• OBIETTIVO A
Secondo la voce biografica su Marino, in che anno lui risulta per la prima volta associato al potere?
• OBIETTIVO B
Copia dalla voce biografica su Marino il passo tra "Dizionario Biografico degli" e "I, 2, p. 50).", estremi inclusi.
• OBIETTIVO C
Traduci in inglese questa frase della voce biografica su Marino: "In origine la legittimità del potere ducale si fondava sulla nomina da parte dell’imperatore bizantino, ma nel X secolo la sudditanza dei duchi napoletani nei confronti del lontano sovrano si era ormai trasformata in un rapporto puramente nominale."

• ESTRATTO SCELTO
▬▬▬▬▬▬

MARINO

Dizionario Biografico degli Italiani - Volume 70 (2008)

MARINO

Valeria Beolchini

– Duca di Napoli, secondo di questo nome. Figlio di Giovanni (III) e della senatrix Romanorum Teodora, identificabile con ogni probabilità con la cugina del princeps Alberico di Roma, nacque intorno al terzo decennio del X secolo, come si evince dal fatto che nel 944, anno in cui risulta per la prima volta associato al potere, era ancora «infra aetatem» (Monumenta…, I, 2, p. 50).

Dalla seconda metà del IX secolo nel Ducato di Napoli si instaurò la consuetudine della coreggenza di padre e figlio, da cui derivarono il progressivo rafforzamento del principio dinastico e, conseguentemente, l’eliminazione dei problemi connessi al trapasso del potere. In origine la legittimità del potere ducale si fondava sulla nomina da parte dell’imperatore bizantino, ma nel X secolo la sudditanza dei duchi napoletani nei confronti del lontano sovrano si era ormai trasformata in un rapporto puramente nominale.

▬▬▬▬▬▬

• DATI FORNITI

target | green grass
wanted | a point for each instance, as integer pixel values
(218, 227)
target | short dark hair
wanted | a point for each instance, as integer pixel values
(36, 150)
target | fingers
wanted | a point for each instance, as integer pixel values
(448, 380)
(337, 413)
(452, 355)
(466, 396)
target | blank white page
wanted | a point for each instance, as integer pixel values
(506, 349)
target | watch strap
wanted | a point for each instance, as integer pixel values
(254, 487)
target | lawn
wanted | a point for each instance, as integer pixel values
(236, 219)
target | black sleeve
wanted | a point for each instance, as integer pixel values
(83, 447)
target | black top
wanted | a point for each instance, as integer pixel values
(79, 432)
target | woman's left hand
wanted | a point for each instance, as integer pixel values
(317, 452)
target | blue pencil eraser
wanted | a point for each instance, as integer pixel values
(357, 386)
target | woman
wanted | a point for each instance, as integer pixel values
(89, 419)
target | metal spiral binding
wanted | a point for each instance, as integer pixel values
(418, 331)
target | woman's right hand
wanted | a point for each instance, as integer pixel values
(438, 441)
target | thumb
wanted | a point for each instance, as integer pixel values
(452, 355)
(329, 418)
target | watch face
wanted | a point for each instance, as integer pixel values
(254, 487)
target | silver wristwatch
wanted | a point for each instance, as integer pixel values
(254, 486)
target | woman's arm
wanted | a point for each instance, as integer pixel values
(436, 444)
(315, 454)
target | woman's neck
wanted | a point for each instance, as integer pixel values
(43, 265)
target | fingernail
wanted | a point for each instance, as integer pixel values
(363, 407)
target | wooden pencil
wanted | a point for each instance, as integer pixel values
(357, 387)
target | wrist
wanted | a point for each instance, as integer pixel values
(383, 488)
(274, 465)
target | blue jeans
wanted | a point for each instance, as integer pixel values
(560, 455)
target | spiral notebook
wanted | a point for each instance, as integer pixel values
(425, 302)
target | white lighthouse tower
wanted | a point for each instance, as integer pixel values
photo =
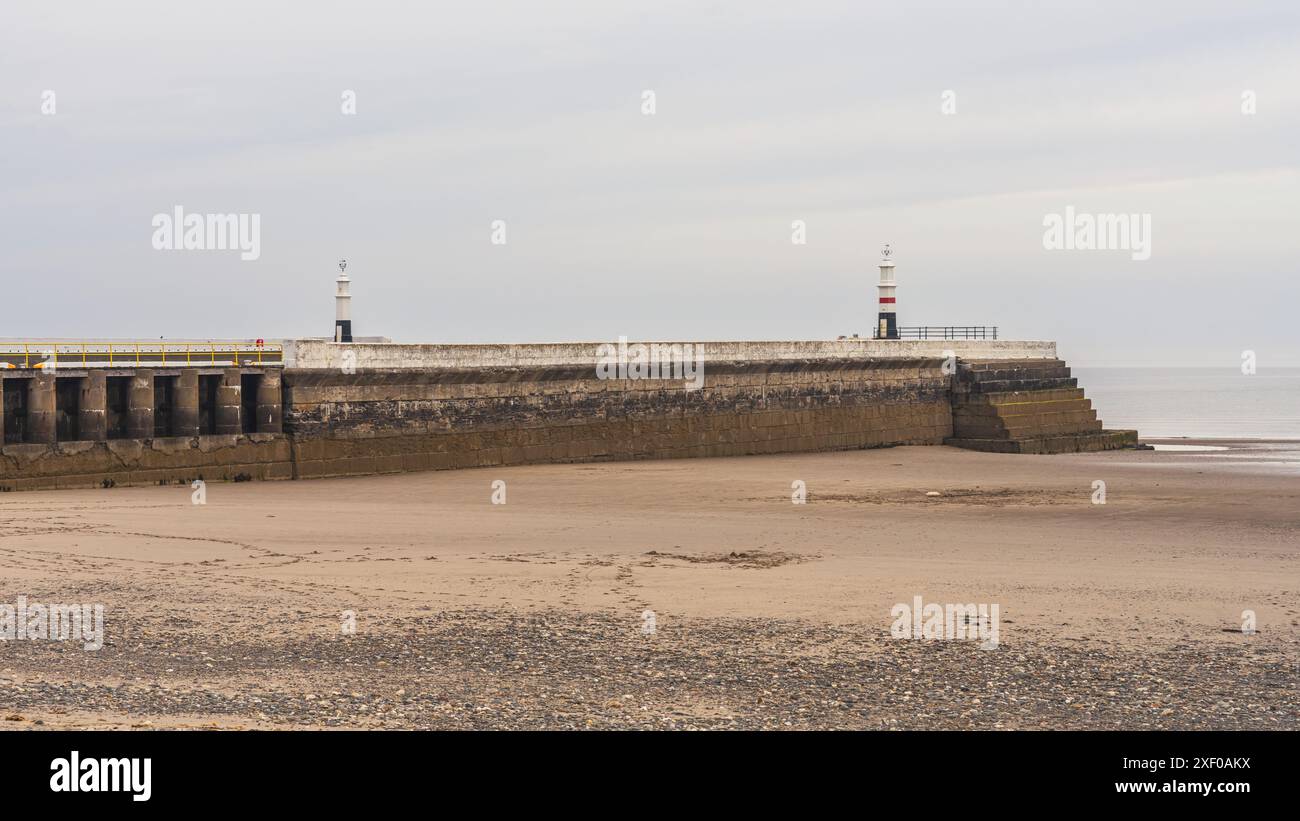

▬▬▬▬▬▬

• RISULTATO A
Nel 944.

• RISULTATO B
Dizionario Biografico degli Italiani - Volume 70 (2008)

MARINO

Valeria Beolchini

– Duca di Napoli, secondo di questo nome. Figlio di Giovanni (III) e della senatrix Romanorum Teodora, identificabile con ogni probabilità con la cugina del princeps Alberico di Roma, nacque intorno al terzo decennio del X secolo, come si evince dal fatto che nel 944, anno in cui risulta per la prima volta associato al potere, era ancora «infra aetatem» (Monumenta…, I, 2, p. 50).

• RISULTATO C
Originally, the legitimacy of ducal power rested on appointment by the Byzantine emperor, but by the 10th century the subjection of the Neapolitan dukes to the distant sovereign had become a purely nominal relationship.